Task brief:
Character for character, transcribe the entries below, minus the images.

Dataset excerpts:
^^^^
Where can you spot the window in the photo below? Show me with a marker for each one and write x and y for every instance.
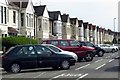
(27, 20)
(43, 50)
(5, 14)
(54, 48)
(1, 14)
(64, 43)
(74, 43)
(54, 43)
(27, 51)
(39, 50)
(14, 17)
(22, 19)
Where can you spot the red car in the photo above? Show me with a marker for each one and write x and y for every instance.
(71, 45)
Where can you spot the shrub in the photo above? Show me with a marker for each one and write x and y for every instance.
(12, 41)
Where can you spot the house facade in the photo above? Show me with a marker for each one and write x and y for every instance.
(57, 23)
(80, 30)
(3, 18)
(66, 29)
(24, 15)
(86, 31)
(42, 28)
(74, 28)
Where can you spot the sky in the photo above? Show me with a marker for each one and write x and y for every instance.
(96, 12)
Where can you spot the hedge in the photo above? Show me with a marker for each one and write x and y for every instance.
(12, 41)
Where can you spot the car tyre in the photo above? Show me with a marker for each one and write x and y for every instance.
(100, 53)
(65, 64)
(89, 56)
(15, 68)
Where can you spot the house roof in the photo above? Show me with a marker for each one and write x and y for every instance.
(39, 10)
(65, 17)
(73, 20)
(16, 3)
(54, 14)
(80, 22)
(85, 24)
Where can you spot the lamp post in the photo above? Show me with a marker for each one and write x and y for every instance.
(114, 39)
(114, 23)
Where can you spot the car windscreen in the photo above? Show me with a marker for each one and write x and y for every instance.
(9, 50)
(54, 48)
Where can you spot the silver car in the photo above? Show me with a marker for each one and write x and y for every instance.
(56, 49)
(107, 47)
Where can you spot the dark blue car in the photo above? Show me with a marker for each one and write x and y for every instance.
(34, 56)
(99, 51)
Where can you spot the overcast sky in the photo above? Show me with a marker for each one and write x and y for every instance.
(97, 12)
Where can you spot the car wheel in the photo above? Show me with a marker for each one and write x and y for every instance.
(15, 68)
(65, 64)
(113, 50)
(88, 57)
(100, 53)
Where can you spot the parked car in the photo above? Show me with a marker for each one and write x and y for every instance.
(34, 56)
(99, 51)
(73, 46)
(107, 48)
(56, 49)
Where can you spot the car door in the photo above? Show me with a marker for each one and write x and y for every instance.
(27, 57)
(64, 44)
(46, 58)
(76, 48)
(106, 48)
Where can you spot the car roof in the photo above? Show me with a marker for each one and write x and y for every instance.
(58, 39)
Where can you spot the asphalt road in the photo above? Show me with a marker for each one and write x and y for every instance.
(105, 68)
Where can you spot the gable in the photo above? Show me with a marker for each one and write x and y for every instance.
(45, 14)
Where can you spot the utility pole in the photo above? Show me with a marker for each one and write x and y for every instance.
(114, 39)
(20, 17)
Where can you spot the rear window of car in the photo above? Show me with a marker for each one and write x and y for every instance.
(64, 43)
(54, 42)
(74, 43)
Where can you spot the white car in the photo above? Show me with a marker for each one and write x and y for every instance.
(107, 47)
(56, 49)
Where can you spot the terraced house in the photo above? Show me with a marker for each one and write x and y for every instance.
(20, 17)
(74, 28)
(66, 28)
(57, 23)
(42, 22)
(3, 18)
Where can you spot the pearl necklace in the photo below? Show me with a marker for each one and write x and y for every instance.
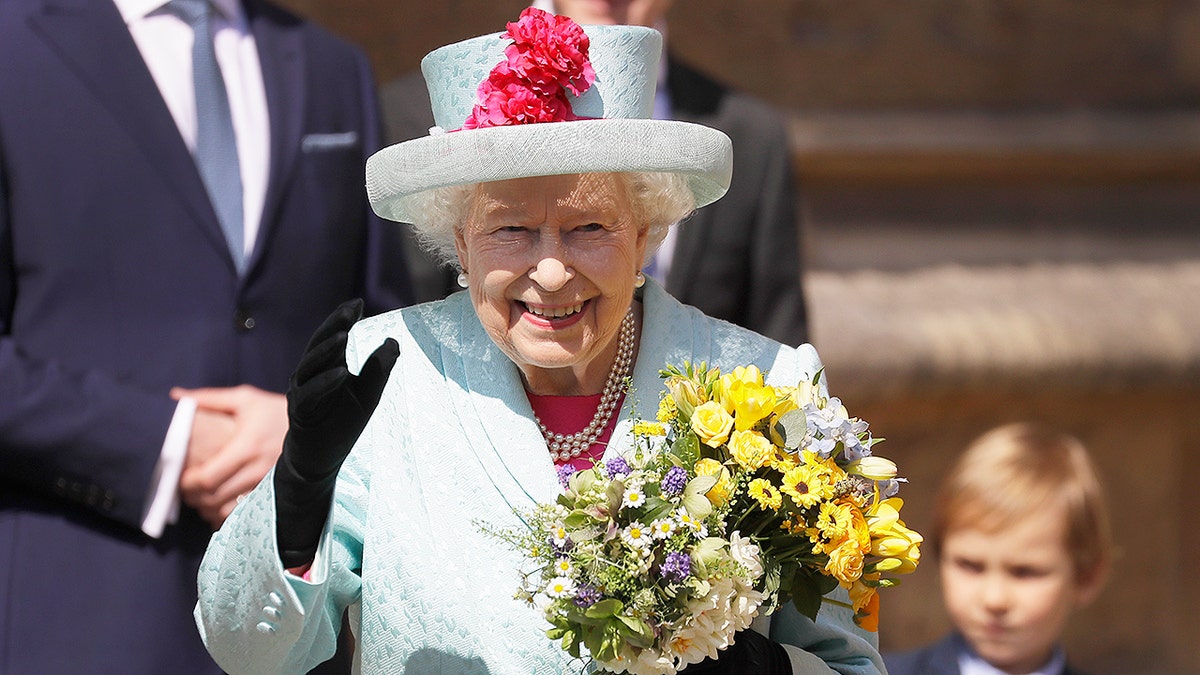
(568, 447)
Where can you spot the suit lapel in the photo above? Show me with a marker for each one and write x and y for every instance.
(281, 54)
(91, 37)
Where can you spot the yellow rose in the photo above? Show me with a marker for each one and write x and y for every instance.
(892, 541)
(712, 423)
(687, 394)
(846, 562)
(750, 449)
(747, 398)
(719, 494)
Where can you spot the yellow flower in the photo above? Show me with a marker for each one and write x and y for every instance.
^^^^
Answer for the task:
Where can you spot the window in the photo below? Show me with a marker for each one and write x and y for every instance.
(27, 20)
(43, 50)
(5, 14)
(54, 48)
(1, 14)
(64, 43)
(74, 43)
(54, 43)
(27, 51)
(39, 50)
(14, 17)
(22, 19)
Where can you spot the red car in the photo above? Show me with a marker for each one and write x and y for every instance.
(71, 45)
Where can you spot the shrub in the photo above? Show me with a marker for each one and write x and y for every instance.
(12, 41)
Where can you spot the house facade in the photo above? Show me with a marker for each one and write x and y for every instance.
(57, 23)
(80, 30)
(3, 18)
(66, 29)
(24, 15)
(86, 31)
(42, 28)
(74, 28)
Where can you spot the sky in the photo above? Show me with a marker for each one and write x and y for every instance.
(96, 12)
Where can you spot the hedge in the photo above? Show me with a marker for each one and write x and y for every instance.
(12, 41)
Where can you spot the car tyre in the photo above? Show me with a marker for each one and write x and y for every instance.
(100, 53)
(65, 64)
(89, 56)
(15, 68)
Where can you spot the house roof in the photo above? Show me with a marker for each one and write x and y for every instance.
(39, 10)
(65, 17)
(73, 20)
(16, 3)
(54, 14)
(80, 22)
(85, 24)
Where can you spot the lamp post in the photo above? Show me with a marker for each one and write x and y for every instance.
(114, 39)
(114, 23)
Where can you spot the car windscreen in the photo above? Show me with a marker for each one and write x and y for every instance.
(9, 50)
(54, 48)
Where can you spot the silver car in the photo above? Show me with a marker for each one and write x and y for every instance.
(56, 49)
(107, 47)
Where can you spot the dark blue car in the photo above? Show me with a marker for each one and write x and y for every instance.
(34, 56)
(99, 51)
Where can you spot the overcast sky in the photo above? Show me with a marker for each one and write x and y for every instance.
(97, 12)
Where can you spot the car wheel in the photo above? Show me with a marker for each one and write x and y for every instance.
(15, 68)
(65, 64)
(113, 50)
(88, 57)
(100, 53)
Where can you spot the parked car in the photo above? Show me with a marker for each one and write x and y for every instance.
(34, 56)
(99, 51)
(73, 46)
(107, 48)
(56, 49)
Where can you spot the car door in the photo above? Show me with a marker for each one and write x and y for every instance.
(27, 57)
(64, 44)
(46, 58)
(76, 48)
(106, 48)
Where can you spot the car roof in the photo above? Show me with a marker for each one and write x and y for every instance.
(58, 39)
Where can you spot the asphalt road in the photo above? Show me with a marker for each one and write x and y for every instance.
(105, 68)
Where can you spot the gable in the photo above? Show me with a marker for each one and write x and y for every instance.
(45, 14)
Where can you spot the utility pole in the photo above? Show me with a marker for each one and write x and y for every instance.
(114, 39)
(20, 17)
Where can you spot the rear window of car in the photo above? Show me with a marker for each one and write x and y for every instance.
(64, 43)
(54, 42)
(74, 43)
Where can you spot the white car in the photo above? Show me with a marker for each one and write x and y for every instance.
(107, 47)
(56, 49)
Where can you spot the terraced house in the photo above? Show me with a marker for each one and write x and y for every instance.
(20, 17)
(74, 28)
(66, 28)
(57, 23)
(42, 22)
(3, 18)
Where can you spot the pearl necklace in the photo below? Show me with a marker for each one and write x and y for every instance.
(568, 447)
Where can you spot the suit lapel in the photo above? Show me with a marker for each one and write x and y for every instance.
(281, 54)
(91, 37)
Where can you spot the yellow rose in the photo above? Show me with a marker for each one and write x and y for every instance.
(892, 541)
(712, 423)
(687, 394)
(846, 562)
(750, 449)
(747, 398)
(719, 494)
Where can you spot the yellow flower in the photo above? Show me with a marker for each one and write x and y for every instance.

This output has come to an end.